TASKS TO CARRY OUT:
• A. Translate this sentence from the album article into Spanish: "It was released through Jagjaguwar on February 7, 2025, and was met with positive critical reception."
• B. Name every single that the album article lists for Sharon Van Etten & the Attachment Theory.
• C. Carry on the article about the Sharon Van Etten album from its final sentence.

TEXT EXTRACT:
Studio album by Sharon Van Etten
- Released: February 7, 2025
- Genre: Rock
- Length: 45:50
- Label: Jagjaguwar
- Producer: Sharon Van Etten & the Attachment Theory; Marta Salogni; Josh Block;

Sharon Van Etten chronology
| We've Been Going About This All Wrong (2022) | Sharon Van Etten & the Attachment Theory (2025) |  |

Singles from Sharon Van Etten & the Attachment Theory
- "Afterlife" Released: October 23, 2024; "Southern Life (What It Must Be Like)" Released: December 4, 2024; "Trouble" Released: January 16, 2025;

= Sharon Van Etten & the Attachment Theory =

Sharon Van Etten & the Attachment Theory is the seventh studio album by American singer-songwriter Sharon Van Etten, and her first album with her group the Attachment Theory. It was released through Jagjaguwar on February 7, 2025, and was met with positive critical reception.

== Composition and style ==
Sharon Van Etten & the Attachment Theory is a rock album. The Independent wrote that some of the material was haunting and vocally, "her voice descend[ed] in Siouxsie Sioux swoops on the chorus of “Southern Life (What It Must Be Like)”".

== Release and reception ==

Sharon Van Etten & the Attachment Theory was released on February 7, 2025, through Jagjaguwar. It is Van Etten's seventh album, and follows We've Been Going About This All Wrong (2022).

According to the review aggregator Metacritic, Sharon Van Etten & The Attachment Theory received "universal acclaim" based on a weighted average score of 83 out of 100 from 20 critic scores. John Amen of No Depression wrote that the album "captures [the] band at its most expressive and [Van Etten] at her most flexible, alternately immersed in her experience and bequeathing wisdom from a detached perspective". He concluded, "There may still be demons dancing around or even inside Van Etten, but they no longer call the shots".

PROVIDED RECORDS:
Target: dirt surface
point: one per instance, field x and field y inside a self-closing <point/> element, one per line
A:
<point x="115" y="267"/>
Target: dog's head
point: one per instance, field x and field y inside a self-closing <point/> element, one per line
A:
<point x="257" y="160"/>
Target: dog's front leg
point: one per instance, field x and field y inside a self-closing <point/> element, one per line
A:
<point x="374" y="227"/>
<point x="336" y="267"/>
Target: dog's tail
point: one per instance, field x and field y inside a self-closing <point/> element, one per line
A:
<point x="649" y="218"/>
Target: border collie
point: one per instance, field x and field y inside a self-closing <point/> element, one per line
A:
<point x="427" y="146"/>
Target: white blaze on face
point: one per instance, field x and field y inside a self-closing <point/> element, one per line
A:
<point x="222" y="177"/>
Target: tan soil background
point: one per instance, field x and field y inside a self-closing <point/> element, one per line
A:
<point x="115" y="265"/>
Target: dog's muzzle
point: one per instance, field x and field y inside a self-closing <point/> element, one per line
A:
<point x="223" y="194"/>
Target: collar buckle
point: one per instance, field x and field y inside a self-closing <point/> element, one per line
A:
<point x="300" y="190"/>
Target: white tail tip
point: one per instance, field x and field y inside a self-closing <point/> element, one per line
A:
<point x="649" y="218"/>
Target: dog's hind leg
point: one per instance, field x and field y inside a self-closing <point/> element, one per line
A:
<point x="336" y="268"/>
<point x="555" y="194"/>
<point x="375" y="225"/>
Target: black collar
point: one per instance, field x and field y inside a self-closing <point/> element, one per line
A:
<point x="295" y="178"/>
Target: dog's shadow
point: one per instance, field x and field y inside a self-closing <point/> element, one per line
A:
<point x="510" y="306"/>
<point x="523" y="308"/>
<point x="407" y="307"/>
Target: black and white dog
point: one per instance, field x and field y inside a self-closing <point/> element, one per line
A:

EXPECTED OUTPUTS:
• A. Fue publicado a través de Jagjaguwar el 7 de febrero de 2025 y tuvo una recepción crítica positiva.

• B.
"Afterlife"
"Southern Life (What It Must Be Like)"
"Trouble"

• C.
Professional ratings
Aggregate scores
| Source | Rating |
| AnyDecentMusic? | 7.9/10 |
| Metacritic | 83/100 |
Review scores
| Source | Rating |
| AllMusic | Star Half star |
| DIY | Star |
| The Guardian | Star |
| The Independent | Star |
| The Line of Best Fit | 7/10 |
| Paste | 8.0/10 |
| Pitchfork | 7.8/10 |
| PopMatters | 8/10 |
| Rolling Stone | Star |
| Under the Radar | 8.5/10 |

== Track listing ==

Sharon Van Etten & the Attachment Theory track listing
| No. | Title | Length |
|---|---|---|
| 1. | "Live Forever" | 5:39 |
| 2. | "Afterlife" | 4:08 |
| 3. | "Idiot Box" | 4:10 |
| 4. | "Trouble" | 5:00 |
| 5. | "Indio" | 2:47 |
| 6. | "I Can't Imagine (Why You Feel This Way)" | 3:06 |
| 7. | "Somethin' Ain't Right" | 4:24 |
| 8. | "Southern Life (What It Must Be Like)" | 3:48 |
| 9. | "Fading Beauty" | 6:14 |
| 10. | "I Want You Here" | 6:29 |
| Total length: |  | 45:50 |

== Personnel ==
=== Sharon Van Etten & the Attachment Theory ===
- Sharon Van Etten – vocals, production (all tracks); vocoder (tracks 1, 2, 4, 10), guitar (3, 9)
- Jorge Balbi – drums, production (all tracks), vibraphone (track 2)
- Devra Hoff – production (all tracks), bass (tracks 1–4, 6–10); guitar, synthesizer (5); vocals (7)
- Teeny Lieberson – production (all tracks), vocals (tracks 1–6, 8–10), synthesizer (1–4, 6–10), programming (1, 2), piano (4, 9), guitar (5)

=== Additional contributors ===
- Marta Salogni – production, mixing, programming
- Josh Block – production (tracks 1–3)
- Gili Portal – mixing, engineering
- Heba Kadry – mastering
- Balazs Altsach – engineering
- Chiara Ferracuti – engineering
- James Poucher – engineering
- Luke Pickering – engineering
- Alex Reeve – guitar (all tracks), synthesizer (track 2), vocals (3)
- Charley Damski – synthesizer (tracks 1, 8)
- Croissant Man – drums (track 3)
- Daniel Knowles – recording (tracks 6, 8)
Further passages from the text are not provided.